▶ _Your objective_: Reproduce every entry in the listing without alteration.

═══ Listed records

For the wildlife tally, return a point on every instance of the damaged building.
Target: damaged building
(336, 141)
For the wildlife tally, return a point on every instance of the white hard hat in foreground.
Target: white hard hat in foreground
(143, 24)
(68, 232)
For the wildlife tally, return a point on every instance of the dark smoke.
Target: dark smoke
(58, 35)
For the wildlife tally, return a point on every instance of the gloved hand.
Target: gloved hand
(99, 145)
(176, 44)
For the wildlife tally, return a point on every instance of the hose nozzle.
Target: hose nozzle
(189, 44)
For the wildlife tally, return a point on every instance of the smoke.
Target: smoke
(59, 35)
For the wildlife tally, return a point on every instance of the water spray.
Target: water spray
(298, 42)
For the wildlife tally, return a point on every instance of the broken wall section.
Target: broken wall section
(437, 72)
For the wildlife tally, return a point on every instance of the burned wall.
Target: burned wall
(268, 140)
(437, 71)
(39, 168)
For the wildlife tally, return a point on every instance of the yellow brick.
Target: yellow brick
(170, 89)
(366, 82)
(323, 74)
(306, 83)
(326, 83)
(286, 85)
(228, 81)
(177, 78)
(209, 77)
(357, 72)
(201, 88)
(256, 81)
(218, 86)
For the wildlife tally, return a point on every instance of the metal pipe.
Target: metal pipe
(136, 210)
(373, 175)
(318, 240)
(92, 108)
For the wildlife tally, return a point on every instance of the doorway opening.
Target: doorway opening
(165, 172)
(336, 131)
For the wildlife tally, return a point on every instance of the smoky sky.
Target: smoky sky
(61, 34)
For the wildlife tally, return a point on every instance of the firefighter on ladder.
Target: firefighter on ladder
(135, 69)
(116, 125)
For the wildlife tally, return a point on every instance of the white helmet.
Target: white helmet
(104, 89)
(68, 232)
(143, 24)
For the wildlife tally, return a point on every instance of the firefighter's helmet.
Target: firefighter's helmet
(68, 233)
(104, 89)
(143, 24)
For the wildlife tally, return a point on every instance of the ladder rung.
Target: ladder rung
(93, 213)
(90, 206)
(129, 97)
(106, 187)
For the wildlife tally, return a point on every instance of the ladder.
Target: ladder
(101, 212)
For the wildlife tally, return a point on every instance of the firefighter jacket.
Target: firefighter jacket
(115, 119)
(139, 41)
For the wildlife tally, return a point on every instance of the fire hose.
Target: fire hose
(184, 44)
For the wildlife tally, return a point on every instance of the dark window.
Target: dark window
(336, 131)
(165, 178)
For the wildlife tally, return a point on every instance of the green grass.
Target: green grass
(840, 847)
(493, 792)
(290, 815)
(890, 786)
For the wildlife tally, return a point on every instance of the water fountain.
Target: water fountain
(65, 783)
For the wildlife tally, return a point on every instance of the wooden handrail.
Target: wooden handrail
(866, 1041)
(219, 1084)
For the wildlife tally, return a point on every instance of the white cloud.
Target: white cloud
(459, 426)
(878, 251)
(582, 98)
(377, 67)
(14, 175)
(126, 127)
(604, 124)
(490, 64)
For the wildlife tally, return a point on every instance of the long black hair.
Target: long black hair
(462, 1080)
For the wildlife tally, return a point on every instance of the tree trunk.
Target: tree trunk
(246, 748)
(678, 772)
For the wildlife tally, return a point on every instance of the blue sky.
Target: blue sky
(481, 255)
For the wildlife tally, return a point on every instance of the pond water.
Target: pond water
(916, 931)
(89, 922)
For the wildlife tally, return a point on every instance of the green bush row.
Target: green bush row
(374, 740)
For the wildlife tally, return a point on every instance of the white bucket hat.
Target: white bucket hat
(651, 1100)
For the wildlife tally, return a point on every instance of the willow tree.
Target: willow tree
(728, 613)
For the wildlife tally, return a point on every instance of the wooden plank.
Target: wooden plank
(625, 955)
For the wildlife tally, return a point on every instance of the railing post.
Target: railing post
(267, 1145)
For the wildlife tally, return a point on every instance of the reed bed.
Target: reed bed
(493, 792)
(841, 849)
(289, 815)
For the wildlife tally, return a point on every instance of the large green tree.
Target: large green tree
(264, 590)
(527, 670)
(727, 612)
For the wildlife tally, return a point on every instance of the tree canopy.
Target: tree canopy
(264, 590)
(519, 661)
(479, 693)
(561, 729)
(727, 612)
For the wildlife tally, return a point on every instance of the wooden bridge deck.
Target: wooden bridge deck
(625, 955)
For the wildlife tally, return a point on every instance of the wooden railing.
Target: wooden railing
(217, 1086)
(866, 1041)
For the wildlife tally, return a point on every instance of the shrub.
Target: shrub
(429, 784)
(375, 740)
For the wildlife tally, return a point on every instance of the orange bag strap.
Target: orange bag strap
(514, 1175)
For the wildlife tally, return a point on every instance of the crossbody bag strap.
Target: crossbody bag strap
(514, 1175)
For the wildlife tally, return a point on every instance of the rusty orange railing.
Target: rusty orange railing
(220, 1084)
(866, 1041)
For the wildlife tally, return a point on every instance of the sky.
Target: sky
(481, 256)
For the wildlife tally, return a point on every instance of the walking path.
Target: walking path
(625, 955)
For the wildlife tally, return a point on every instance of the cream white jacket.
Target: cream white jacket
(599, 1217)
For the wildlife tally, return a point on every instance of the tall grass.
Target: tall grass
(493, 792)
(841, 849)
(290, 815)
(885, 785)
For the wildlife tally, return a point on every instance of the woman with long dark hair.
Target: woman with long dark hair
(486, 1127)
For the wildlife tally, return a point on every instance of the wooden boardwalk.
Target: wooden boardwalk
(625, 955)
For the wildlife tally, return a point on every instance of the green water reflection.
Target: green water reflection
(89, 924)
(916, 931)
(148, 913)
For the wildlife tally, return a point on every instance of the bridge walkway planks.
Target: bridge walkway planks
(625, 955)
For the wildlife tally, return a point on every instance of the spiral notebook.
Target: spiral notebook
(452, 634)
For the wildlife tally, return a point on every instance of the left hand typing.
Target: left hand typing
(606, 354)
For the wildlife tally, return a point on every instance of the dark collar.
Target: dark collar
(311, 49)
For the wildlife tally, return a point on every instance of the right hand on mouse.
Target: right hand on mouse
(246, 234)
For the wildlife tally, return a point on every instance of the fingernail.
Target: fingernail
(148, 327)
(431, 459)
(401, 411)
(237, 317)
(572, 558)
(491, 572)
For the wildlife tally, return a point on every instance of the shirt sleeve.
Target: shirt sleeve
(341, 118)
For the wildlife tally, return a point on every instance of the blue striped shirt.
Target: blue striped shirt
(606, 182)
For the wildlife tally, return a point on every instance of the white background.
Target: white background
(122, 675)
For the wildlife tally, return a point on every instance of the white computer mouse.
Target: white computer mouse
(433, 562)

══════

▶ _The output_:
For the wildlife tally, return a point on every instance of the damaged building.
Target: damaged building
(336, 141)
For the wildlife tally, return a point on every instance of the white hard hat in foreground.
Target: white hard hat in foreground
(143, 24)
(68, 232)
For the wildlife tally, return a point on every instance of the dark smoke.
Target: dark smoke
(58, 35)
For the wildlife tally, return a point on every instance of the gloved hand.
Target: gloved hand
(99, 145)
(176, 44)
For the wildlife tally, return a point on every instance of the hose nozzle.
Target: hose nozzle
(189, 44)
For the wildlife tally, return a point on every instance of the smoke.
Target: smoke
(59, 35)
For the wildlife tally, return a point on every instance of the water spray.
Target: water spray
(298, 42)
For the wildlife tally, return a point on every instance of the broken wall section.
Target: broken wall section
(437, 72)
For the wildlife tally, return a point on every instance of the burned wall.
Target: burned wall
(268, 140)
(437, 71)
(39, 168)
For the wildlife tally, return a point on every instance of the yellow brick.
Target: yellow brick
(170, 89)
(366, 82)
(323, 74)
(306, 83)
(326, 83)
(286, 85)
(228, 81)
(177, 78)
(209, 77)
(357, 72)
(201, 88)
(256, 81)
(218, 86)
For the wildlife tally, return a point on every instance of the metal pipe.
Target: metal pipe
(136, 210)
(373, 175)
(318, 240)
(92, 108)
For the wildlife tally, return a point on every instance of the doorway opening.
Target: doorway opening
(165, 172)
(336, 131)
For the wildlife tally, return a point on every instance of the smoky sky.
Target: smoky sky
(61, 34)
For the wildlife tally, return a point on every instance of the firefighter on ladder.
Target: firefighter on ladder
(135, 69)
(116, 125)
For the wildlife tally, return a point on every instance of the white helmet.
Target: white helmet
(104, 89)
(68, 232)
(143, 24)
For the wildlife tally, return a point on every instance of the firefighter's helmet.
Target: firefighter's helmet
(68, 233)
(104, 89)
(143, 24)
For the wildlife tally, return a point on every instance of the ladder rung.
Target: ladder rung
(93, 213)
(90, 206)
(129, 97)
(106, 187)
For the wildlife tally, return a point on every instance of the ladder.
Target: ladder
(101, 212)
For the wildlife tally, return a point on every instance of the firefighter jacket.
Target: firefighter jacket
(115, 119)
(139, 41)
For the wildlife tally, return a point on every instance of the fire hose.
Target: fire hose
(184, 44)
For the wildlife tally, return a point on every instance of the dark window.
Target: dark window
(336, 131)
(165, 178)
For the wildlife tally, return a point on every instance of the green grass.
Target: green grass
(840, 847)
(493, 792)
(290, 815)
(890, 786)
For the wildlife tally, return a point on every instance of the water fountain.
Target: water fountain
(65, 783)
For the wildlife tally, return a point on every instance of the wooden handrail.
Target: wooden handrail
(866, 1041)
(219, 1084)
For the wildlife tally, return a point on every instance of the white cloud.
Target: white cloud
(459, 426)
(878, 251)
(582, 98)
(377, 67)
(14, 175)
(126, 127)
(604, 124)
(490, 64)
For the wildlife tally, return a point on every instance of the long black hair.
Target: long black hair
(462, 1080)
For the wildlife tally, return a point on every instance of the tree trunk.
Target: tree trunk
(246, 748)
(678, 772)
For the wildlife tally, return a point on every instance of the blue sky.
Target: blue sky
(481, 255)
For the wildlife tally, return a point on every instance of the pond water.
Target: pond water
(916, 931)
(89, 922)
For the wildlife tally, return a point on every instance of the green bush row.
Target: green bush row
(374, 740)
For the wildlife tally, return a point on every instance of the white bucket hat.
Target: white bucket hat
(651, 1100)
For the wildlife tally, return a point on every instance of the willow tree.
Target: willow tree
(728, 613)
For the wildlife tally, return a point on every instance of the wooden plank.
Target: wooden plank
(625, 955)
For the wildlife tally, return a point on every instance of the railing post.
Target: railing post
(267, 1145)
For the wildlife tally, return a point on every instance of the reed bed.
Target: reed bed
(493, 792)
(841, 849)
(289, 815)
For the wildlife tally, return a point on every instance of the large green tree.
Target: large green tree
(264, 590)
(527, 670)
(727, 612)
For the wildlife tally, return a point on every instance of the tree canopy.
Target: tree canopy
(264, 590)
(519, 661)
(479, 693)
(561, 729)
(727, 612)
For the wildlife tally, return a point on every instance of the wooden bridge deck.
Target: wooden bridge deck
(625, 955)
For the wildlife tally, return a point on every instance of the wooden railing.
Target: wooden railing
(217, 1086)
(866, 1041)
For the wildlife tally, return a point on every instance of the shrub.
Target: shrub
(429, 784)
(375, 740)
For the wildlife tally, return a point on every instance of the orange bag strap.
Target: orange bag strap
(514, 1175)
For the wildlife tally, return a point on every instance of the crossbody bag strap.
Target: crossbody bag strap
(514, 1175)
For the wildlife tally, return a point on every instance of the rusty orange railing.
Target: rusty orange railing
(220, 1084)
(866, 1041)
For the wildlife tally, return a point on every instance of the sky.
Target: sky
(481, 256)
For the wildlife tally, return a point on every instance of the walking path.
Target: walking path
(625, 955)
For the wildlife tally, return a point on every instance of the cream white jacket.
Target: cream white jacket
(599, 1217)
For the wildlife tally, return a point on every instance of the tall grass.
Target: tall grass
(493, 792)
(841, 849)
(290, 815)
(885, 785)
For the wildlife tally, return a point on every instance of the woman with long dark hair.
Target: woman with long dark hair
(486, 1127)
For the wildlife tally, return a point on every instance of the wooden boardwalk.
Target: wooden boardwalk
(625, 955)
For the wildlife tally, return a point on every instance of the green water reflection.
Target: green water reflection
(89, 924)
(916, 931)
(148, 913)
For the wildlife tally, return a point on every instance of the bridge walkway planks.
Target: bridge walkway planks
(625, 955)
For the wildlife tally, return a point on every instance of the spiral notebook.
Target: spiral notebook
(452, 634)
For the wildlife tally, return a point on every instance of the left hand typing.
Target: left hand typing
(606, 354)
For the wildlife tally, return a point on every instance of the dark collar.
Target: dark collar
(311, 49)
For the wildlife tally, return a point on every instance of the right hand on mouse.
Target: right hand on mouse
(246, 234)
For the wildlife tally, return a point on every instance of the fingernail.
Target: fingernail
(148, 327)
(431, 459)
(401, 411)
(237, 317)
(572, 558)
(491, 572)
For the wildlife tally, return a point on every instance of the shirt sleeve.
Target: shirt sleeve
(341, 118)
For the wildlife tally, return a point on every instance of the blue striped shirt.
Target: blue striped shirt
(606, 182)
For the wildlife tally, return a point on every instance of the white background.
Target: white background
(122, 675)
For the wildlife tally, return a point on every instance of the white computer mouse.
Target: white computer mouse
(433, 562)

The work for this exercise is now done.